Task directions
Pick out every line in the rows below that contains the word "railing", and copy each of those lines.

Data supplied start

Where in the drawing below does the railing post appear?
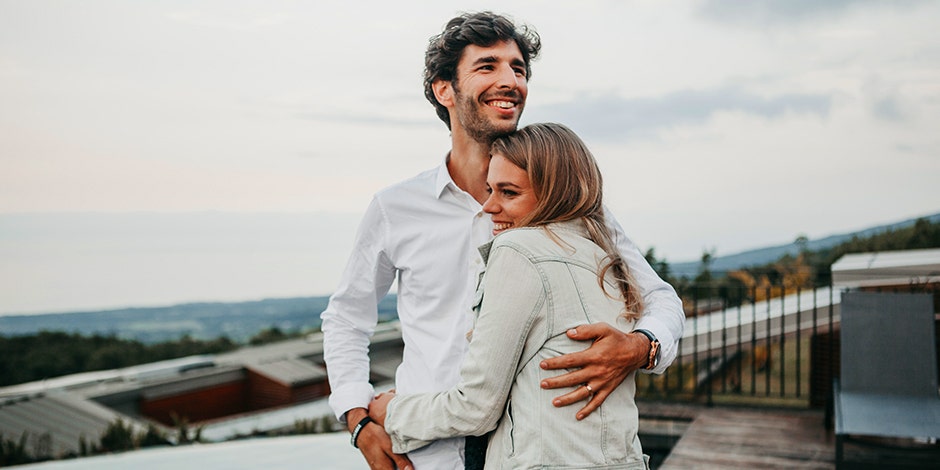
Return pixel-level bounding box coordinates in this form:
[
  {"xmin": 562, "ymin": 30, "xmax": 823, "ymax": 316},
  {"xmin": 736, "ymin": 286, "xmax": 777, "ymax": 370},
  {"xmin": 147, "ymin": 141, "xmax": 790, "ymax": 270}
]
[{"xmin": 796, "ymin": 286, "xmax": 803, "ymax": 398}]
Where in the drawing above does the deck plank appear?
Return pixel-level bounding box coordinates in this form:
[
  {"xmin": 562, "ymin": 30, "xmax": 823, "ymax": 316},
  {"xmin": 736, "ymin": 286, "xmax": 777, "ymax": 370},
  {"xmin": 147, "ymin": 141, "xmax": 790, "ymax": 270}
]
[{"xmin": 659, "ymin": 408, "xmax": 835, "ymax": 470}]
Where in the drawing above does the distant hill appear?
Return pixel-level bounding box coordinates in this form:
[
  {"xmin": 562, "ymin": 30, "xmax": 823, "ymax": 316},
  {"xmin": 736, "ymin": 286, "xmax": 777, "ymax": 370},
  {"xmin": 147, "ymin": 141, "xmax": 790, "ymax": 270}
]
[
  {"xmin": 669, "ymin": 213, "xmax": 940, "ymax": 278},
  {"xmin": 0, "ymin": 295, "xmax": 398, "ymax": 343}
]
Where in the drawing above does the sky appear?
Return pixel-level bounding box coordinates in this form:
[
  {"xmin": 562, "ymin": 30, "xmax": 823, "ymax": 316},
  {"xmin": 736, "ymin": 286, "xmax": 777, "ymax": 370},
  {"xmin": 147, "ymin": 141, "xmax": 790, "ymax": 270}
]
[{"xmin": 0, "ymin": 0, "xmax": 940, "ymax": 313}]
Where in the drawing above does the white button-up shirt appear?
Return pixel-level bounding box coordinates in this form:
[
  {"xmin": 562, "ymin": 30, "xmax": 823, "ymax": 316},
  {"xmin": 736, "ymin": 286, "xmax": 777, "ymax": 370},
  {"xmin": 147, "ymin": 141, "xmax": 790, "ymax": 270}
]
[{"xmin": 321, "ymin": 162, "xmax": 685, "ymax": 470}]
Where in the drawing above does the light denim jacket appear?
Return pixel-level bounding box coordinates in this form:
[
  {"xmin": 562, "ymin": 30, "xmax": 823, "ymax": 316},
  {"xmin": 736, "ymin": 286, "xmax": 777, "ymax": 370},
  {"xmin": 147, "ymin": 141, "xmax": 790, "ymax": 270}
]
[{"xmin": 385, "ymin": 221, "xmax": 647, "ymax": 469}]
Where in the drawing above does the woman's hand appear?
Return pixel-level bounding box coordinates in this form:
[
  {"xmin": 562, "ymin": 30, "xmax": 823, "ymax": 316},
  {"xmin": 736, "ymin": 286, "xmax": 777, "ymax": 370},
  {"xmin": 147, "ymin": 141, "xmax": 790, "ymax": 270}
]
[{"xmin": 541, "ymin": 323, "xmax": 650, "ymax": 420}]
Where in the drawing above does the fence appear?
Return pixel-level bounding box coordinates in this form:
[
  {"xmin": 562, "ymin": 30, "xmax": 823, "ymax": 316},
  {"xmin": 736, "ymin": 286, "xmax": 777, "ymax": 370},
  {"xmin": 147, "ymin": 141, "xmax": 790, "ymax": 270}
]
[
  {"xmin": 637, "ymin": 286, "xmax": 840, "ymax": 406},
  {"xmin": 637, "ymin": 285, "xmax": 937, "ymax": 407}
]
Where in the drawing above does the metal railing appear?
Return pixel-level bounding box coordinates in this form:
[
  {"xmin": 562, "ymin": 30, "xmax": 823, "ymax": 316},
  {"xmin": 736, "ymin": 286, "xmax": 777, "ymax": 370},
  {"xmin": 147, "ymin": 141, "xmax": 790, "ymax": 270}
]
[
  {"xmin": 637, "ymin": 284, "xmax": 940, "ymax": 407},
  {"xmin": 637, "ymin": 285, "xmax": 840, "ymax": 406}
]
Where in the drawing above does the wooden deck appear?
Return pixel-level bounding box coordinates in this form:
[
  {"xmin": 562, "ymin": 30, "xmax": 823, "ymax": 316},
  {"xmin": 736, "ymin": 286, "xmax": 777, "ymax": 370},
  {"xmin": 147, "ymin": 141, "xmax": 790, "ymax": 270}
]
[{"xmin": 659, "ymin": 408, "xmax": 835, "ymax": 470}]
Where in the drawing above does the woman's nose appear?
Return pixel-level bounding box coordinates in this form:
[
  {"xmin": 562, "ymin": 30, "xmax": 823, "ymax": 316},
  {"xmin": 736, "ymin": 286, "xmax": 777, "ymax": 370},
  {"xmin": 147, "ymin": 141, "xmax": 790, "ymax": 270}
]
[{"xmin": 483, "ymin": 194, "xmax": 499, "ymax": 214}]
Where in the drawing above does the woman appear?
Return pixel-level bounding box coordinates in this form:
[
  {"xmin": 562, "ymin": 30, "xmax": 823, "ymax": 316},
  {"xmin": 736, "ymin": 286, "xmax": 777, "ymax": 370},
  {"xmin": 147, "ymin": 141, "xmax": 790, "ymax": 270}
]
[{"xmin": 369, "ymin": 124, "xmax": 647, "ymax": 469}]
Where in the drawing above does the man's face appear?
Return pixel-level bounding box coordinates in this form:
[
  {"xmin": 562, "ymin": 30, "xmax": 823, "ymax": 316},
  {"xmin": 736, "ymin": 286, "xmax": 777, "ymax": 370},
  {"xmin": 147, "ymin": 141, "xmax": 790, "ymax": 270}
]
[{"xmin": 451, "ymin": 41, "xmax": 529, "ymax": 143}]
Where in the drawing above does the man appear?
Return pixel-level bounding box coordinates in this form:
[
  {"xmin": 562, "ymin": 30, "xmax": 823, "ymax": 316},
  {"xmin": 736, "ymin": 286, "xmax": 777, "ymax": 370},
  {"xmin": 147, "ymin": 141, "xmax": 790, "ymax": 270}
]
[{"xmin": 322, "ymin": 12, "xmax": 684, "ymax": 470}]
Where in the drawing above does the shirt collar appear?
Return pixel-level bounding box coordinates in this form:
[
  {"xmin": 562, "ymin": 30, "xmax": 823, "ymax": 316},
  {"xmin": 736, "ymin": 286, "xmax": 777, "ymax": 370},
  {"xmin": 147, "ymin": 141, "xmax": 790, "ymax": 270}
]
[{"xmin": 434, "ymin": 152, "xmax": 457, "ymax": 198}]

Data supplied end

The completed task
Where in the drawing below does the railing post appear?
Where in the drawing above does the metal railing appear?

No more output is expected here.